(WRITTEN INSTRUCTION 1) Retype the post on naval warships word for word, starting with "The fundamental revolution" and going on through "superseded by technology.".

I looked for it on YouTube but no luck, it's currently on Amazon Prime videos.

heavy metal: evolution of the naval warship
 
Up to and including WW2, the infamous "Battleship" was the queen of the high seas. After America's battleship fleet was destroyed at Pearl Harbor the stodgy old Navy realized that Aircraft Carriers" were crucial to naval warfare. Today we have Carriers the size of small cities but with the advance of missile technology they might be sitting ducks.
 
Up to and including WW2, the infamous "Battleship" was the queen of the high seas. After America's battleship fleet was destroyed at Pearl Harbor the stodgy old Navy realized that Aircraft Carriers" were crucial to naval warfare. Today we have Carriers the size of small cities but with the advance of missile technology they might be sitting ducks.
Great Briton's admiralty was slow to adopt steam power. Modern carrier task forces have fifteen war ships to protect the carriers. That said the latest Ford Class Carriers might be the last of the super carrier with only four committed to and the Navy rethinking the need. We also have the Zumwalt Class Stealth Destroyers which unfortunately had some major teething problems and MASSIVE (an understatement) cost overruns so we only have three of those, they were supposed to replace the aging Arleigh-Burke Class Guided Missile Destroyers. We were supposed to be building the cruiser version this year but I don't think that's even happened yet as the Zumwalts were delivered five years late and are only now ready to fight.
 
Up to and including WW2, the infamous "Battleship" was the queen of the high seas. After America's battleship fleet was destroyed at Pearl Harbor the stodgy old Navy realized that Aircraft Carriers" were crucial to naval warfare. Today we have Carriers the size of small cities but with the advance of missile technology they might be sitting ducks.
"Might" be?
They are a huge mistake; big, expensive, juicy targets. Small and sneaky is the rule today. Remotely guided, intelligent, evasive, potent will overwhelm over sized, over priced and slow.
The fundamental revolution in warfare was the bow and arrow. Stand off weapons that inflict damage at a distance while allowing for evasive maneuver against counter attack led inevitably, by steps, to the aircraft carrier. It, in turn, has been superseded by technology.

(DATA ROWS)
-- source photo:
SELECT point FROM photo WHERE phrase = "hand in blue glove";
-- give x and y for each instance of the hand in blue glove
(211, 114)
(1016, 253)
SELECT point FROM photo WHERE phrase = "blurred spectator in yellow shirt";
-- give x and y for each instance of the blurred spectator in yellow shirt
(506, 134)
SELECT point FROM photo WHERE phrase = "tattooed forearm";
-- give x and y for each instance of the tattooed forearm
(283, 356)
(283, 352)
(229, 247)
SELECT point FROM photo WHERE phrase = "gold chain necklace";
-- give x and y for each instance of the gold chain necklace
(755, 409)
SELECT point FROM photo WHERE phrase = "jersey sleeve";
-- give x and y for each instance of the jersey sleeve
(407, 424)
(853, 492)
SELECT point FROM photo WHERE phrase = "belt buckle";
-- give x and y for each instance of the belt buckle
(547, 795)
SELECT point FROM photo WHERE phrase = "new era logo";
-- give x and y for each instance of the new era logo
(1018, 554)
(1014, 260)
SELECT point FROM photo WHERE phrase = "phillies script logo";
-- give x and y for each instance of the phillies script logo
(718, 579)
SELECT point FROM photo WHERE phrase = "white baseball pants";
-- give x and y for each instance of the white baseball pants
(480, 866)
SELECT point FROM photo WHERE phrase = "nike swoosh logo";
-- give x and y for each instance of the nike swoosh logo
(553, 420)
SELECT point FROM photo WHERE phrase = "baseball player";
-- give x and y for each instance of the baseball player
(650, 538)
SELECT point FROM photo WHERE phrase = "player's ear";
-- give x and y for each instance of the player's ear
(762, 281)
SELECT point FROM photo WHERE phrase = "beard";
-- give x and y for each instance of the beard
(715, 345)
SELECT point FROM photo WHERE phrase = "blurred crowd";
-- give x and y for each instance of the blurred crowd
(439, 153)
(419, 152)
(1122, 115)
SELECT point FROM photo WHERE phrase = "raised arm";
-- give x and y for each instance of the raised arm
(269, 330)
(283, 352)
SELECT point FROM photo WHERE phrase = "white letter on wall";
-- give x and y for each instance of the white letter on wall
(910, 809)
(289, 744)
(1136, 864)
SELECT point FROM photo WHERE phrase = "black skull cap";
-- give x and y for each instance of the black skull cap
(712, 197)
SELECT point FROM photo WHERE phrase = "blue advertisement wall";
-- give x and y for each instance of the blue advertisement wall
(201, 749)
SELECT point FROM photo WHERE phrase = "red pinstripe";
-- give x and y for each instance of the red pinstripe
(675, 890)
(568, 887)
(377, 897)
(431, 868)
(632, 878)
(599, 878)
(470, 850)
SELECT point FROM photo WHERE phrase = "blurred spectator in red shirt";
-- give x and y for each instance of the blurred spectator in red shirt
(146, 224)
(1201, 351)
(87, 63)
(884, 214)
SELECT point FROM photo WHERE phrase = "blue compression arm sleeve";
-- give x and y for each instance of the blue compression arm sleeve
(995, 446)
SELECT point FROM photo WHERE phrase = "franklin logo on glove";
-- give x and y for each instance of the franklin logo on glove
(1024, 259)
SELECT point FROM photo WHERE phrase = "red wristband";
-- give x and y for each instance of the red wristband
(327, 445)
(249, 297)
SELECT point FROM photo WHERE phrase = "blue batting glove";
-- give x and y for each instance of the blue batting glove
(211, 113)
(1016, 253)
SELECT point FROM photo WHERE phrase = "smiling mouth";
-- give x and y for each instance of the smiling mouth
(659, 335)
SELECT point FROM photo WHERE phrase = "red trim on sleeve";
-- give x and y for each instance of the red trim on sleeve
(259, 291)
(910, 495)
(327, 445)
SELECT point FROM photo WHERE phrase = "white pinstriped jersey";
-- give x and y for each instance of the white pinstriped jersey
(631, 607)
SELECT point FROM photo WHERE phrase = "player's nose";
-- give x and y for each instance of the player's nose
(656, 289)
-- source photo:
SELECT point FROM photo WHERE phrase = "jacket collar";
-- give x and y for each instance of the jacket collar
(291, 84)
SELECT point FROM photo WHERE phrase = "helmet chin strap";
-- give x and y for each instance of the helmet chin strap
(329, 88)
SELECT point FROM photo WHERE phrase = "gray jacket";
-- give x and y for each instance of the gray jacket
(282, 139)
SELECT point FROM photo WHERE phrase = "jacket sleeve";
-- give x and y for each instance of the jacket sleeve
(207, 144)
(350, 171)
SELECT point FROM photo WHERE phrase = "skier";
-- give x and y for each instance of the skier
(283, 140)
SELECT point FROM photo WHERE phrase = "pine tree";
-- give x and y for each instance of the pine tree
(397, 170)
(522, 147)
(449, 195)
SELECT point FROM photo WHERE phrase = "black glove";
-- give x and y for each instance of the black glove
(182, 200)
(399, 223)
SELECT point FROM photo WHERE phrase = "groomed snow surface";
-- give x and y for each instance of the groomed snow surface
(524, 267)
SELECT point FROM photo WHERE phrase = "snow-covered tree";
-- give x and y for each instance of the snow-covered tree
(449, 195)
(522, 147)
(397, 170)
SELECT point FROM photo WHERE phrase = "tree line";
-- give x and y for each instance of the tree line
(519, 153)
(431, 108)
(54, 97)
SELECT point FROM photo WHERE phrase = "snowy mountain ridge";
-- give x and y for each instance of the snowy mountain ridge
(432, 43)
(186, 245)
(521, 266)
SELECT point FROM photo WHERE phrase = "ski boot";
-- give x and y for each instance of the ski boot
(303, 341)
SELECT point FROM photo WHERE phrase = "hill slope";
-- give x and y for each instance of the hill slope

(WRITTEN INSTRUCTION 2) Gather every line in the entries above that contains the string "jersey", treating uppercase and lowercase as different.

(ANSWER 1)
The fundamental revolution in warfare was the bow and arrow. Stand off weapons that inflict damage at a distance while allowing for evasive maneuver against counter attack led inevitably, by steps, to the aircraft carrier. It, in turn, has been superseded by technology.

(ANSWER 2)
SELECT point FROM photo WHERE phrase = "jersey sleeve";
-- give x and y for each instance of the jersey sleeve
SELECT point FROM photo WHERE phrase = "white pinstriped jersey";
-- give x and y for each instance of the white pinstriped jersey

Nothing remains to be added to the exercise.